- PROBLEM STATEMENT -
Format every row below as a numbered list, leaving out blank lines and pictures.

- SUPPLIED RECORDS -
══════════

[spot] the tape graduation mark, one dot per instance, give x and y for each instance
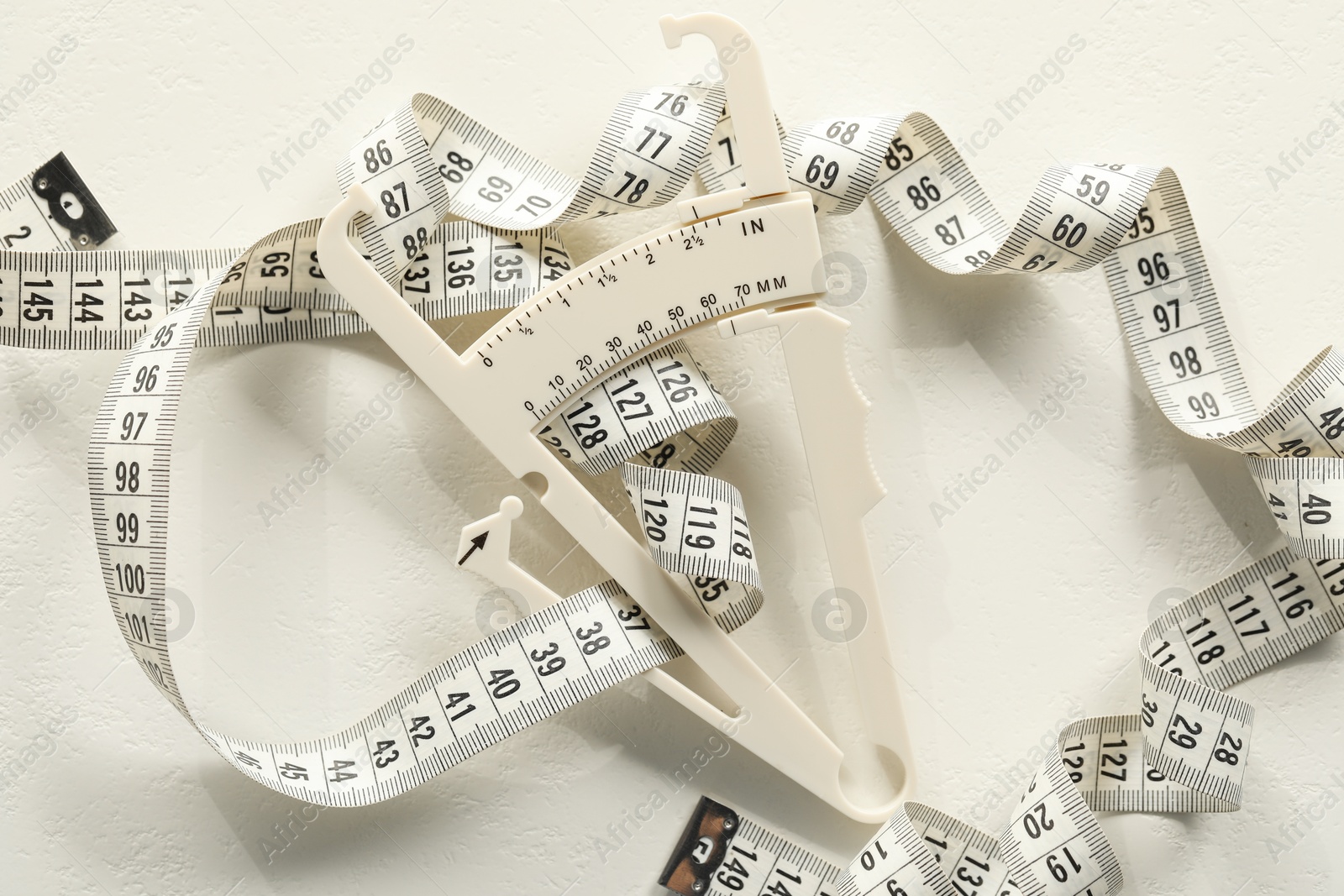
(1186, 748)
(543, 663)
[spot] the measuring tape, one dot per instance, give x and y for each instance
(1186, 748)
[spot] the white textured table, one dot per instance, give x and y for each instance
(1008, 616)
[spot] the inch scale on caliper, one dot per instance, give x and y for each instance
(625, 286)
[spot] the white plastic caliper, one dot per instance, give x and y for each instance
(546, 349)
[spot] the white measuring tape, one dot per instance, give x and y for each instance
(1184, 752)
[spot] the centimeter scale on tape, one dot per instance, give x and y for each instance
(1184, 750)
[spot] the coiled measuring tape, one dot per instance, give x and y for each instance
(1186, 748)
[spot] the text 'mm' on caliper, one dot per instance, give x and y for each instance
(506, 383)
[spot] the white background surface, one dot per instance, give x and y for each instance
(1021, 609)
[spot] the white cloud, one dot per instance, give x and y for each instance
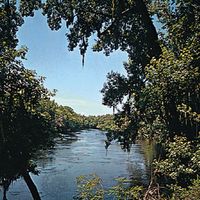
(82, 106)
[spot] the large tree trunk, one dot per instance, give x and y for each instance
(32, 187)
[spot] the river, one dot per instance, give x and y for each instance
(81, 153)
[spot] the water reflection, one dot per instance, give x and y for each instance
(81, 154)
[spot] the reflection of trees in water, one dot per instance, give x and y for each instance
(19, 164)
(13, 167)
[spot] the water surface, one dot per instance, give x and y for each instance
(81, 153)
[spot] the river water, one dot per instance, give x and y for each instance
(82, 153)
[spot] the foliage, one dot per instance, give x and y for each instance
(182, 162)
(23, 129)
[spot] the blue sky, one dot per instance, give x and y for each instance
(78, 87)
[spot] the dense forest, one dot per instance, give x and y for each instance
(158, 98)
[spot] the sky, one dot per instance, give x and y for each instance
(78, 86)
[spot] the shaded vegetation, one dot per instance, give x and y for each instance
(159, 94)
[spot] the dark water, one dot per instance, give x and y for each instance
(81, 154)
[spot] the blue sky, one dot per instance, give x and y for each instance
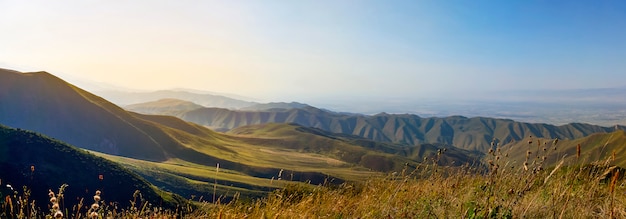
(322, 50)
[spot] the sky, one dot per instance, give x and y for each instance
(321, 50)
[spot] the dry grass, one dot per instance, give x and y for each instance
(505, 189)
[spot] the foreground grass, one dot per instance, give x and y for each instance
(506, 191)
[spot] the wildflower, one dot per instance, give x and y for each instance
(58, 214)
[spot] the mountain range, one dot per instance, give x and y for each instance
(468, 133)
(258, 149)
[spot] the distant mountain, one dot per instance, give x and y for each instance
(180, 156)
(274, 106)
(207, 100)
(379, 156)
(467, 133)
(164, 106)
(46, 104)
(40, 163)
(598, 147)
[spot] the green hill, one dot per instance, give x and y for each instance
(467, 133)
(40, 163)
(180, 157)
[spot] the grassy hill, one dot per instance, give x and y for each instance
(467, 133)
(595, 147)
(40, 163)
(156, 146)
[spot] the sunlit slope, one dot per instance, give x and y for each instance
(46, 104)
(596, 147)
(378, 156)
(165, 106)
(468, 133)
(34, 160)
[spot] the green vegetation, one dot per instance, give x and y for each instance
(39, 163)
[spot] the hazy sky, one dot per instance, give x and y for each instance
(302, 50)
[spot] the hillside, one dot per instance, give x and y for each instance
(166, 106)
(158, 147)
(595, 147)
(207, 100)
(274, 106)
(350, 148)
(40, 163)
(467, 133)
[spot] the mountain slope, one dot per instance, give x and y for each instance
(467, 133)
(155, 145)
(350, 149)
(207, 100)
(170, 106)
(597, 147)
(41, 163)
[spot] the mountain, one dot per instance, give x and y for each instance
(598, 147)
(468, 133)
(40, 163)
(274, 106)
(164, 106)
(183, 157)
(378, 156)
(207, 100)
(46, 104)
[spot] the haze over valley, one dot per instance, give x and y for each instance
(312, 109)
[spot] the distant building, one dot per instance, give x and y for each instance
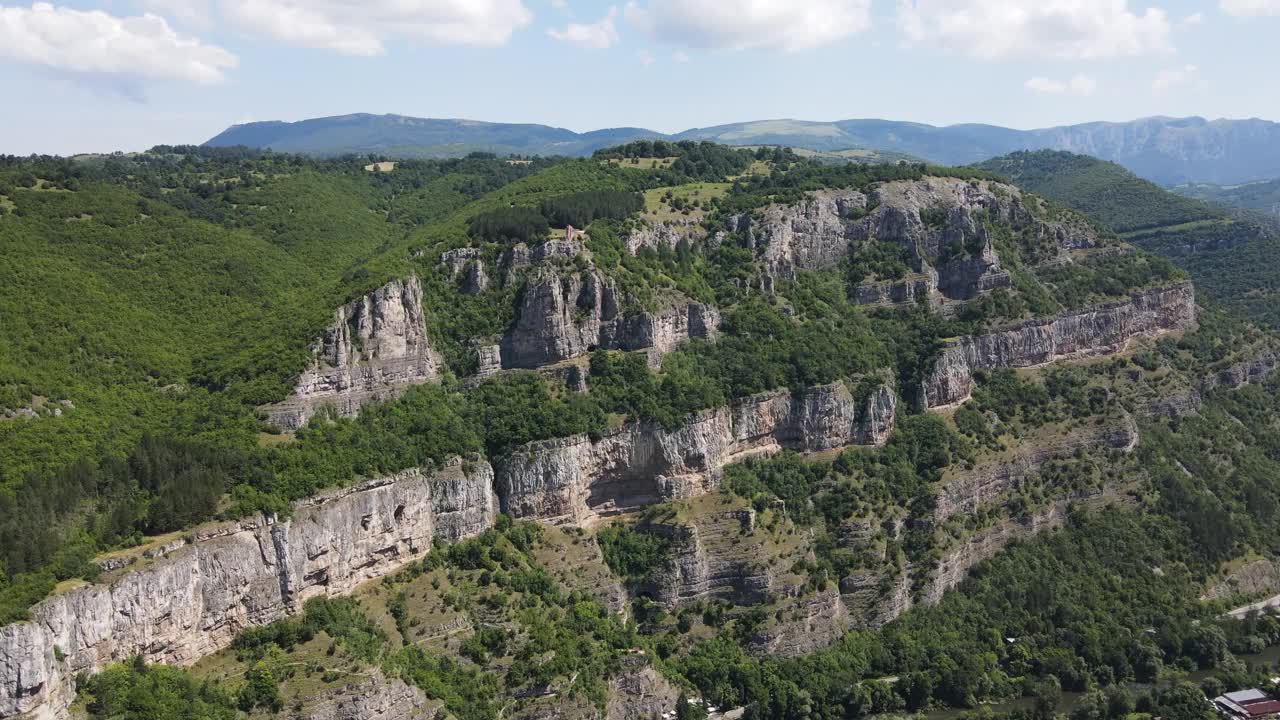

══════════

- WRITTEN REPLY -
1. [spot] the tape graduation mark, one dot per instance, give x and y for each instance
2. (1186, 748)
3. (543, 663)
4. [spot] the measuring tape, one dot per instance, give x and y for each instance
5. (1186, 748)
6. [spot] the white textured table, one dot per instance, give x and y for each instance
7. (1008, 616)
8. [spot] the inch scale on caliper, one dot per instance, give x and y for each instance
9. (625, 286)
10. [spot] the white plastic caliper, one dot per instance, give x and y for each instance
11. (546, 349)
12. [spot] the white measuring tape, one dot per instance, give x and y for each instance
13. (1184, 752)
14. [spot] the centimeter scale on tape, one dot per instance, give x and y for each instance
15. (1184, 750)
16. [spot] the coiled measuring tape, one dot per instance, give x and y for each instance
17. (1186, 748)
18. [spot] the text 'mm' on caliper, one dot per instance, give x and y for each instance
19. (506, 383)
20. [spot] the white background surface, one dot per instance, give x and y for each instance
21. (1021, 609)
22. [spot] the white cloud, one dot per instance, give x and y for each instance
23. (82, 106)
24. [spot] the large tree trunk, one dot per instance, give x and y for each instance
25. (32, 187)
26. [spot] the river, one dot per instance, give x and y for each instance
27. (81, 153)
28. [spot] the water reflection, one dot per instance, give x and y for each instance
29. (81, 154)
30. [spot] the reflection of trees in water, one dot per instance, give x and y for each instance
31. (19, 164)
32. (13, 167)
33. [spot] the water surface, one dot per instance, give x and y for each instance
34. (81, 153)
35. [spot] the river water, one dot per instance, give x and y for each instance
36. (82, 153)
37. [spot] the foliage, one dot per instance, give x and y for each instance
38. (182, 162)
39. (23, 129)
40. [spot] the blue sky, one dot per instance, give x and y for each instance
41. (78, 87)
42. [spot] the dense forest, one dot per instance, give x and y for each instance
43. (158, 98)
44. [spot] the sky, one dot per instance, give x and y for each instance
45. (78, 86)
46. [spot] the shaded vegetation, one dot per instance, give x and y for each instance
47. (159, 94)
48. [spot] the dark water, one dot per instance, give x and y for each instance
49. (81, 154)
50. [spot] the blue sky, one dot per instance, give x and y for each instance
51. (322, 50)
52. [spot] the sky, one dot per instance, give x and y for each instance
53. (321, 50)
54. [spot] the dry grass, one dot per instance, give x and y for each instance
55. (505, 189)
56. [spot] the foreground grass, one dot per instance, give x and y for each instance
57. (506, 191)
58. [spot] the wildflower, one dot per instance, give x and y for each instance
59. (58, 214)
60. [spot] the mountain range, one dot per instance, give x and y for each instance
61. (468, 133)
62. (258, 149)
63. [spot] the distant mountain, one dot per instance, give x and y for each instance
64. (180, 156)
65. (274, 106)
66. (207, 100)
67. (379, 156)
68. (467, 133)
69. (164, 106)
70. (46, 104)
71. (40, 163)
72. (598, 147)
73. [spot] the green hill, one dot per instance, give x and y for each instance
74. (467, 133)
75. (40, 163)
76. (180, 157)
77. [spot] the grassy hill, one dot per instance, give x and y for each instance
78. (467, 133)
79. (595, 147)
80. (40, 163)
81. (156, 146)
82. [spot] the sunlit slope, one dot per instance, give x and y for each instance
83. (46, 104)
84. (596, 147)
85. (378, 156)
86. (165, 106)
87. (468, 133)
88. (34, 160)
89. [spot] the green vegetation, one dot per instance, give x and y for each instance
90. (39, 163)
91. [spot] the hazy sky, one dot per instance, give x and y for each instance
92. (302, 50)
93. [spot] the hillside, one dot per instance, give x and y for each instance
94. (166, 106)
95. (158, 147)
96. (595, 147)
97. (207, 100)
98. (274, 106)
99. (350, 148)
100. (40, 163)
101. (467, 133)
102. [spot] the mountain slope, one dot per instance, give x and y for each instance
103. (467, 133)
104. (155, 145)
105. (350, 149)
106. (207, 100)
107. (170, 106)
108. (597, 147)
109. (41, 163)
110. [spot] the mountain, one dot per instance, give x and y for each instance
111. (598, 147)
112. (468, 133)
113. (40, 163)
114. (274, 106)
115. (164, 106)
116. (183, 157)
117. (378, 156)
118. (207, 100)
119. (46, 104)
120. [spot] the haze over valley, one dot per instance, give x and y for each instance
121. (312, 109)
122. [spot] the distant building, one dot per instance, give x and y for each instance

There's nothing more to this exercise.